Text to read

"""

Re: Adjustable timeout

Jeff Layton <jlayton@xxxxxxxxxxxxxxx> · Tue, 13 Jul 2010 08:29:16 -0400

On Tue, 13 Jul 2010 08:21:51 -0400
Jeff Layton <jlayton@xxxxxxxxx> wrote:

> On Tue, 13 Jul 2010 12:48:10 +0200
> Ladislav Michl <Ladislav.Michl@xxxxxxxxx> wrote:
> 
> > Hello,
> > 
> > I'm using network storage for voicemail recording, which works pretty well
> > on responsive servers. However in case of server crash on malfunction even
> > open syscall takes ages to return error, which is just unfortunate.
> > 
> > Situation was described in thread "Timeout waaay too long"
> > http://lists.samba.org/archive/linux-cifs-client/2006-February/001203.html
> > and now, afer more than four years, it is not any better.
> > 
> > My very problem could be probably solved in userspace with "guard" thread
> > killing stuck open or write syscall and moving to next storage available,
> > but I found such a solution unly.
> > 
> > There is interesting notion in post "[PATCH] cifs: hard mount option
> > behaviour" http://lists.samba.org/archive/linux-cifs-client/2010-June/006291.html
> > about what is considered a responsive server today.
> > 
> > For now I modified timeouts in SendReceive(2), which improved situation for
> > me, but the real qustion is, how should widely acceptable solution look like.
> > 
> > Thanks for your suggestions,
> > 	ladis
> 
> Agreed that the situation still sucks and it's high time we start this
> discussion from first principles.
> 
> cifs always uses reliable transport (TCP primarily, but there has been
> some discussion of using SCTP in the past). With a reliable transport
> the kernel knows when the server has received the packet (it's ACK'ed).
> 
> Here's how I think it ought to work (at least, it's a starting point for
> discussion):
> 
> When the client sends a call to the server, the thread waits
> indefinitely for a reply. That wait is generally interruptible via
> signal, however.

I should clarify too that wait only comes into play when the packet
is ACK'ed. If it's not received by the server, then we'll need to
determine what to do.

"""

Dataset
"""

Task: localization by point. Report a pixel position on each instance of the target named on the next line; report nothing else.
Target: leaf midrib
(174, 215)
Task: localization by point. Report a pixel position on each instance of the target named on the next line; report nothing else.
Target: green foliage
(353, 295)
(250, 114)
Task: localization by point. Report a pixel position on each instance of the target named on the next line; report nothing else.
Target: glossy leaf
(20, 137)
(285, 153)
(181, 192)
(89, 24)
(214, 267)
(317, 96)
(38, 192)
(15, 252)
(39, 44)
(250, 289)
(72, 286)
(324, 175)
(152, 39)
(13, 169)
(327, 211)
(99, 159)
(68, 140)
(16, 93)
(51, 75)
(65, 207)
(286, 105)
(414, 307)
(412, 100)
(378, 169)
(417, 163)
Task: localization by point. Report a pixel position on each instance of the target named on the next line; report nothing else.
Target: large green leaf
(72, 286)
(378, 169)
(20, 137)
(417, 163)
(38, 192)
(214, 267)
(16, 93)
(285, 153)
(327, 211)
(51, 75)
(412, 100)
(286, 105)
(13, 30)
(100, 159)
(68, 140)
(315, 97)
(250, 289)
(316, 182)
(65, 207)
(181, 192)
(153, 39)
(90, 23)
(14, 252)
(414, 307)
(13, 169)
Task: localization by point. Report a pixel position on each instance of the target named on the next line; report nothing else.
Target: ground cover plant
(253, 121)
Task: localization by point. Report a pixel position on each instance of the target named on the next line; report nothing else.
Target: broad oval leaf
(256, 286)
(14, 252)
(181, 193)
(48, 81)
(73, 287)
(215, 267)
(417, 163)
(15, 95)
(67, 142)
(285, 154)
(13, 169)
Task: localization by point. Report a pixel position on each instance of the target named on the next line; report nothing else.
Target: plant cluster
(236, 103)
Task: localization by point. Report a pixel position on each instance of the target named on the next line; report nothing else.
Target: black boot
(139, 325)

"""

Exercises
• A. Copy the passage from the timeout thread, starting at "On Tue, 13 Jul 2010 08:21:51" and ending at "is just unfortunate.".
• B. In the timeout thread, what does Ladislav Michl use network storage for?
The records are separate material and have no connection to the timeout thread.

Answers per task
• A.
On Tue, 13 Jul 2010 08:21:51 -0400
Jeff Layton <jlayton@xxxxxxxxx> wrote:

> On Tue, 13 Jul 2010 12:48:10 +0200
> Ladislav Michl <Ladislav.Michl@xxxxxxxxx> wrote:
> 
> > Hello,
> > 
> > I'm using network storage for voicemail recording, which works pretty well
> > on responsive servers. However in case of server crash on malfunction even
> > open syscall takes ages to return error, which is just unfortunate.

• B. Voicemail recording.